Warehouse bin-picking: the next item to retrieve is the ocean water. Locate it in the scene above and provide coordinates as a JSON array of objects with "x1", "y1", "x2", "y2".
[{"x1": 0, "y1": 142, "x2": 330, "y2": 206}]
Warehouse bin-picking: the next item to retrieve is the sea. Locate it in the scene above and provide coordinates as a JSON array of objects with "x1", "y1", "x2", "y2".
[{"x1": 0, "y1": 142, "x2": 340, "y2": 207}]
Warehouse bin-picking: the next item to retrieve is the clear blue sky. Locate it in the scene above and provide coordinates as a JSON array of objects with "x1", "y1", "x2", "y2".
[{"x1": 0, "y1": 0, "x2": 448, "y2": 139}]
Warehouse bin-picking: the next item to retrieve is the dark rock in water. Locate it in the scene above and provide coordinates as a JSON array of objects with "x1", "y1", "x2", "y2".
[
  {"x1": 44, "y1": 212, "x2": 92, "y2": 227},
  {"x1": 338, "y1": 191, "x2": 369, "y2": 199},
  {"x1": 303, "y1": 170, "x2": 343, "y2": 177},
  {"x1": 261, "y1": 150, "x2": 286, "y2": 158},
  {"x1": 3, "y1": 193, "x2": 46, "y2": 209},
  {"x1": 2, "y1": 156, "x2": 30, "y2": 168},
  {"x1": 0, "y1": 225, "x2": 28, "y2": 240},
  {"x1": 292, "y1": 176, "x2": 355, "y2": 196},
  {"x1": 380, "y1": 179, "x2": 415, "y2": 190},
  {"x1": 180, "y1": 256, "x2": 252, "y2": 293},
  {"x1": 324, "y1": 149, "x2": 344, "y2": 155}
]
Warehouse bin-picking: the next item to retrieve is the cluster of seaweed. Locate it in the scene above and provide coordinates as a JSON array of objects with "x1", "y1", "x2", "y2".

PROMPT =
Can you reproduce all of the material above word for word, with nothing changed or left out?

TASK ANSWER =
Warehouse bin-picking: the next item to retrieve is the ocean water. Locate it in the scene above and provide coordinates as a JSON array of objects with "x1", "y1", "x2", "y2".
[{"x1": 0, "y1": 142, "x2": 330, "y2": 206}]
Warehouse bin-picking: the next item to retrieve is the sea. Locate it in the scene above and provide coordinates as a JSON array of objects with "x1", "y1", "x2", "y2".
[{"x1": 0, "y1": 142, "x2": 340, "y2": 207}]
Warehouse bin-picking: the next item to retrieve is the clear blue sky. Locate it in the scene above and provide coordinates as a JSON array of objects with "x1", "y1", "x2", "y2".
[{"x1": 0, "y1": 0, "x2": 448, "y2": 139}]
Warehouse bin-picking: the next item to retrieve is the dark rock in water. Locate it in the scene above and provide coordinates as a JSON array of objects with "x1", "y1", "x2", "y2".
[
  {"x1": 44, "y1": 212, "x2": 92, "y2": 227},
  {"x1": 338, "y1": 191, "x2": 369, "y2": 199},
  {"x1": 303, "y1": 170, "x2": 343, "y2": 177},
  {"x1": 261, "y1": 150, "x2": 286, "y2": 158},
  {"x1": 3, "y1": 193, "x2": 46, "y2": 209},
  {"x1": 2, "y1": 156, "x2": 30, "y2": 168},
  {"x1": 0, "y1": 225, "x2": 28, "y2": 240},
  {"x1": 292, "y1": 176, "x2": 355, "y2": 196},
  {"x1": 380, "y1": 179, "x2": 415, "y2": 190},
  {"x1": 180, "y1": 256, "x2": 252, "y2": 293},
  {"x1": 324, "y1": 149, "x2": 344, "y2": 155}
]
Warehouse bin-picking: the next item to retrieve is the cluster of seaweed. Locate it in the scene above and provide coordinates as a JSON array of objects with "x1", "y1", "x2", "y2".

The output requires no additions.